→ **Brief A**: In the paragraph on attentional blink below, repeat the part that begins at the words "Next, we tested" and stops after the words "of stimulus contrast.".

→ **Text provided**:
Next, we tested if the magnitude of either the detection or the discrimination deficit would vary depending on T2 stimulus contrast. For this we performed a two-way ANOVA with either the detection or the discrimination accuracy as the response variable and lags (short or long) and contrast (high/HC or low/LC) as independent factors. While we found a main effect of both lag (detection: F(1,23)=29.8, p<0.001, discrimination: F(1,23)=54.1, p<0.001) and contrast (detection: F(1,23)=21.02, p<0.001, discrimination: F(1,23) =13.75, p=0.001), we found no significant interaction effect between lag and contrast (detection: F(1,23)=1.92, p=0.113, discrimination: F(1,23) = 0.93, p=0.450). In other words, attentional blink-induced both a detection and discrimination deficit regardless of stimulus contrast.

Dataset items:
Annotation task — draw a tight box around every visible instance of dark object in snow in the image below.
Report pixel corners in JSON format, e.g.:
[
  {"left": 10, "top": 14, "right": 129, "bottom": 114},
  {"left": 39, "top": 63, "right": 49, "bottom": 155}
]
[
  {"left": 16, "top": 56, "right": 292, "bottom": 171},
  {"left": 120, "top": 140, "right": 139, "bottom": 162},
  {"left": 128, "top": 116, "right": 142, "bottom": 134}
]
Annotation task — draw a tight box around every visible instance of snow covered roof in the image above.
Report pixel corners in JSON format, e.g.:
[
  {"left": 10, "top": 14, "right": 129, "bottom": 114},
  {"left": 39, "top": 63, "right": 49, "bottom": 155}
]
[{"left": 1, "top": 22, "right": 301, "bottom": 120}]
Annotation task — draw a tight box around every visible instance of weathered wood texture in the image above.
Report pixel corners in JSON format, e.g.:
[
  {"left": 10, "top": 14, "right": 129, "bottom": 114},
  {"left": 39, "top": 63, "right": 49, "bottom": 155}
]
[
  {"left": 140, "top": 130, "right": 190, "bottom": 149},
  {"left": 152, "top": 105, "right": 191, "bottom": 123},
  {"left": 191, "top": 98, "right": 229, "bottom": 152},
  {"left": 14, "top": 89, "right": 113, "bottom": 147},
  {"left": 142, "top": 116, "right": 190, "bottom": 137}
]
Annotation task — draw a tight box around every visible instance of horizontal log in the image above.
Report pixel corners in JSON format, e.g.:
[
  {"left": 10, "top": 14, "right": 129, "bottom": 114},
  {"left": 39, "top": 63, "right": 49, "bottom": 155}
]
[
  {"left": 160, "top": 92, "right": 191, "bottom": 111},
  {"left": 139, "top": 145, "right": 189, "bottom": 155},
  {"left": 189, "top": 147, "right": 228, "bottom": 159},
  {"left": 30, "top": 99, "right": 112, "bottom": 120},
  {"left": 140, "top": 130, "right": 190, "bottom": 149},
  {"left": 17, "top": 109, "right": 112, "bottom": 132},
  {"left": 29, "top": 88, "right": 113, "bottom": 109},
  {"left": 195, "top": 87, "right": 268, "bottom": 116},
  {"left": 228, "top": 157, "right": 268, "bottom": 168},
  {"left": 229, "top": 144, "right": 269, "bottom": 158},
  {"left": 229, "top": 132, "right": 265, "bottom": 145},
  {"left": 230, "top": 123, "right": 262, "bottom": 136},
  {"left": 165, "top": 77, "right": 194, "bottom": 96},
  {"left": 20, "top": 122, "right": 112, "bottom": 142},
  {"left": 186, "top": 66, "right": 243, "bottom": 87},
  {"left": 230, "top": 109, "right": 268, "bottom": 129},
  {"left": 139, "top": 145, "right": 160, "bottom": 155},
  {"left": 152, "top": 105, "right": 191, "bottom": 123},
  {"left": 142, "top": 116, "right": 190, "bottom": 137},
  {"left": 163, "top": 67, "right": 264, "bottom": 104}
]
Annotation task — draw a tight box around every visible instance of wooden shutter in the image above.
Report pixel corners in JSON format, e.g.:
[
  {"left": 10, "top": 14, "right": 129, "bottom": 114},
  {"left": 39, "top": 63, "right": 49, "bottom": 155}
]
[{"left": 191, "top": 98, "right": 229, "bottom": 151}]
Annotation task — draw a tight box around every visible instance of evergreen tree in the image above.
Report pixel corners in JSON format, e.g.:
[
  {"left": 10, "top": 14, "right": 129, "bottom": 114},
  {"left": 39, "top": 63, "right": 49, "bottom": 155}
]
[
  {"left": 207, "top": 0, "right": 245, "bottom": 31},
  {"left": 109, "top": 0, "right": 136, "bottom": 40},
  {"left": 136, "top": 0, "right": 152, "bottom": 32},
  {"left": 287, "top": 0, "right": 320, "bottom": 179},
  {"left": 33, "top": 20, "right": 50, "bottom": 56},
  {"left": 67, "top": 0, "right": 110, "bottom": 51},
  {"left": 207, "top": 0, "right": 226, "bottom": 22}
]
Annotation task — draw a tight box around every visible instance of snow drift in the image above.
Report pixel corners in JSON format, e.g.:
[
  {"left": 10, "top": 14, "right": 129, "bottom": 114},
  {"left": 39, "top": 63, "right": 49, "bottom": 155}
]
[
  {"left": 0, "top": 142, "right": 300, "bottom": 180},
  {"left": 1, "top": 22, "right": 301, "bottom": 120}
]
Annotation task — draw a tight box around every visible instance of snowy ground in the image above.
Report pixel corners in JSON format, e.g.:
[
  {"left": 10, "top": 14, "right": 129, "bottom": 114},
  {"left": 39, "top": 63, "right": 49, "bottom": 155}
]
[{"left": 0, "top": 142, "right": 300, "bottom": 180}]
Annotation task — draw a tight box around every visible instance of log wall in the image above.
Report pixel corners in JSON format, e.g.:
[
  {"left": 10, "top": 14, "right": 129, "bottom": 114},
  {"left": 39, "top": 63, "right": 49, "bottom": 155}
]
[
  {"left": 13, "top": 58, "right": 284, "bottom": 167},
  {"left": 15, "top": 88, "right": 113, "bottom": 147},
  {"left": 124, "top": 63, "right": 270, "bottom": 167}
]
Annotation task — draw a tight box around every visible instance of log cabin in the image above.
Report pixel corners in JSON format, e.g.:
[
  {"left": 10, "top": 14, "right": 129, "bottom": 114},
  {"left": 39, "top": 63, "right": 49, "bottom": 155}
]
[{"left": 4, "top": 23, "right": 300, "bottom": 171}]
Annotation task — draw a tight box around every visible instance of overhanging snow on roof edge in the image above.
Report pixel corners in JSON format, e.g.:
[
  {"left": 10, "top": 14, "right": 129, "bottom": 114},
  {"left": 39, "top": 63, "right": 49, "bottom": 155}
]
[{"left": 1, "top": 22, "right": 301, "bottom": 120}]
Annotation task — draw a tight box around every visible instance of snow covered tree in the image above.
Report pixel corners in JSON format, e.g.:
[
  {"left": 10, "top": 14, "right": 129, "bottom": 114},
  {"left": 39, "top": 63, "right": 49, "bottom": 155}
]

→ **Brief B**: In the rows above, start at the line that has "ground in the image above." and stop after the last line of the rows. Give all of those lines again with 3 added to each coordinate in the answer boxes.

→ **Response A**:
Next, we tested if the magnitude of either the detection or the discrimination deficit would vary depending on T2 stimulus contrast. For this we performed a two-way ANOVA with either the detection or the discrimination accuracy as the response variable and lags (short or long) and contrast (high/HC or low/LC) as independent factors. While we found a main effect of both lag (detection: F(1,23)=29.8, p<0.001, discrimination: F(1,23)=54.1, p<0.001) and contrast (detection: F(1,23)=21.02, p<0.001, discrimination: F(1,23) =13.75, p=0.001), we found no significant interaction effect between lag and contrast (detection: F(1,23)=1.92, p=0.113, discrimination: F(1,23) = 0.93, p=0.450). In other words, attentional blink-induced both a detection and discrimination deficit regardless of stimulus contrast.

→ **Response B**:
Annotation task — draw a tight box around every visible instance of snowy ground in the image above.
Report pixel corners in JSON format, e.g.:
[
  {"left": 10, "top": 14, "right": 129, "bottom": 114},
  {"left": 39, "top": 63, "right": 49, "bottom": 155}
]
[{"left": 3, "top": 145, "right": 303, "bottom": 183}]
Annotation task — draw a tight box around every visible instance of log wall in the image above.
Report pixel corners in JSON format, e.g.:
[
  {"left": 10, "top": 14, "right": 129, "bottom": 114},
  {"left": 39, "top": 63, "right": 49, "bottom": 155}
]
[
  {"left": 16, "top": 61, "right": 287, "bottom": 170},
  {"left": 18, "top": 91, "right": 116, "bottom": 150},
  {"left": 127, "top": 66, "right": 273, "bottom": 170}
]
Annotation task — draw a tight box around every visible instance of log cabin in the image above.
Report pixel corners in JSON format, e.g.:
[
  {"left": 10, "top": 14, "right": 129, "bottom": 114},
  {"left": 39, "top": 63, "right": 49, "bottom": 155}
]
[{"left": 7, "top": 26, "right": 303, "bottom": 174}]
Annotation task — draw a tight box around every visible instance of overhanging snow on roof edge in the image above.
Report pixel corners in JSON format, e.g.:
[
  {"left": 10, "top": 14, "right": 129, "bottom": 114},
  {"left": 39, "top": 63, "right": 49, "bottom": 155}
]
[{"left": 4, "top": 25, "right": 304, "bottom": 123}]
Annotation task — draw a tight box around every visible instance of snow covered tree in the image above.
Report pixel corners in JSON format, e.g.:
[
  {"left": 10, "top": 14, "right": 129, "bottom": 114},
  {"left": 39, "top": 63, "right": 49, "bottom": 155}
]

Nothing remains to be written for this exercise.